• [Task data]:
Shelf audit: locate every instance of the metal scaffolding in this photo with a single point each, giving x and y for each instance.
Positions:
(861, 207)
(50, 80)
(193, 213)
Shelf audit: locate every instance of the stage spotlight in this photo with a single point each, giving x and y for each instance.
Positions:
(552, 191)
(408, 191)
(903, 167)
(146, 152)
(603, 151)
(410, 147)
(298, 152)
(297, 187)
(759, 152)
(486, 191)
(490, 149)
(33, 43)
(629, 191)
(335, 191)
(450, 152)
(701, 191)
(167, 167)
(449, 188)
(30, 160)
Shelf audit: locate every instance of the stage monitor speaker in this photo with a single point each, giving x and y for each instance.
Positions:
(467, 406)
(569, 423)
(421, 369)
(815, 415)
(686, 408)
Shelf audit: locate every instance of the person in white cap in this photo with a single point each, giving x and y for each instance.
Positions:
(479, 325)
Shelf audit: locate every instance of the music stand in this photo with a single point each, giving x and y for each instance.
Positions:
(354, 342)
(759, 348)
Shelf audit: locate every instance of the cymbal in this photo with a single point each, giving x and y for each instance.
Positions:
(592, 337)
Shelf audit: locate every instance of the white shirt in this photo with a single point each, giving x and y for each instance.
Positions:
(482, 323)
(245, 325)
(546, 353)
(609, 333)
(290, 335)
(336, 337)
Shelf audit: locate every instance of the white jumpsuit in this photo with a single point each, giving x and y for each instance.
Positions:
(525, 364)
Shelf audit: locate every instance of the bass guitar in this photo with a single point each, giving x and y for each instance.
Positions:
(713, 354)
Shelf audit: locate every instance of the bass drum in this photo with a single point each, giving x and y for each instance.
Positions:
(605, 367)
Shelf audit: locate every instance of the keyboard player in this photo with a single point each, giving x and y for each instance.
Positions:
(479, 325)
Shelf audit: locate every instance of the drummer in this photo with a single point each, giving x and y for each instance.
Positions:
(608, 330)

• [Stated task]: Render the lines above as a Markdown table with the columns Number and Line. Give each nonblank line its own row, numbered in order, and leave out blank lines.

• [Solution for this problem]:
| Number | Line |
|---|---|
| 1 | Shelf audit: locate every instance of the metal scaffolding in this photo with a single point each, giving x and y for each instance. |
| 2 | Positions: |
| 3 | (861, 207) |
| 4 | (50, 80) |
| 5 | (193, 213) |
| 6 | Shelf audit: locate every instance of the stage spotlight in this photo with a single point each, giving x and y for each instance. |
| 7 | Positions: |
| 8 | (552, 191) |
| 9 | (408, 191) |
| 10 | (903, 167) |
| 11 | (146, 152) |
| 12 | (603, 151) |
| 13 | (410, 147) |
| 14 | (298, 152) |
| 15 | (297, 187) |
| 16 | (759, 152) |
| 17 | (486, 191) |
| 18 | (490, 149) |
| 19 | (33, 43) |
| 20 | (629, 191) |
| 21 | (335, 191) |
| 22 | (450, 152) |
| 23 | (701, 191) |
| 24 | (167, 167) |
| 25 | (449, 188) |
| 26 | (30, 160) |
| 27 | Shelf audit: locate every instance of the stage monitor speaker in this photo with a single point each, giving x and y for each instance. |
| 28 | Positions: |
| 29 | (467, 406) |
| 30 | (569, 423) |
| 31 | (421, 369) |
| 32 | (815, 415) |
| 33 | (686, 408) |
| 34 | Shelf audit: locate every instance of the person in white cap in this photo with a single point each, giving x and y for each instance. |
| 35 | Positions: |
| 36 | (479, 325) |
| 37 | Shelf audit: locate every instance of the music stand in this photo with a single point each, giving x and y for each instance. |
| 38 | Positions: |
| 39 | (354, 342) |
| 40 | (759, 348) |
| 41 | Shelf audit: locate every instance of the cymbal in this photo with a single point each, giving x and y for each instance. |
| 42 | Positions: |
| 43 | (592, 337) |
| 44 | Shelf audit: locate every instance of the white shirt in this photo with a single point each, giving x and y for each instance. |
| 45 | Positions: |
| 46 | (482, 323) |
| 47 | (245, 325) |
| 48 | (546, 353) |
| 49 | (609, 333) |
| 50 | (290, 335) |
| 51 | (336, 337) |
| 52 | Shelf audit: locate every instance of the white jumpsuit in this photo with a single point each, giving x and y for each instance. |
| 53 | Positions: |
| 54 | (525, 364) |
| 55 | Shelf audit: locate every instance of the bass guitar in this photo with a single point each, giving x and y for each instance. |
| 56 | Positions: |
| 57 | (713, 354) |
| 58 | Shelf audit: locate every instance of the bass drum in this photo with a single point each, giving x and y for each instance. |
| 59 | Positions: |
| 60 | (605, 367) |
| 61 | Shelf audit: locate every instance of the keyboard player in this photo with a single point each, giving x and y for each instance. |
| 62 | Positions: |
| 63 | (479, 325) |
| 64 | Shelf audit: locate every instance of the drummer in this photo with a single point each, giving x and y for each instance. |
| 65 | Positions: |
| 66 | (608, 330) |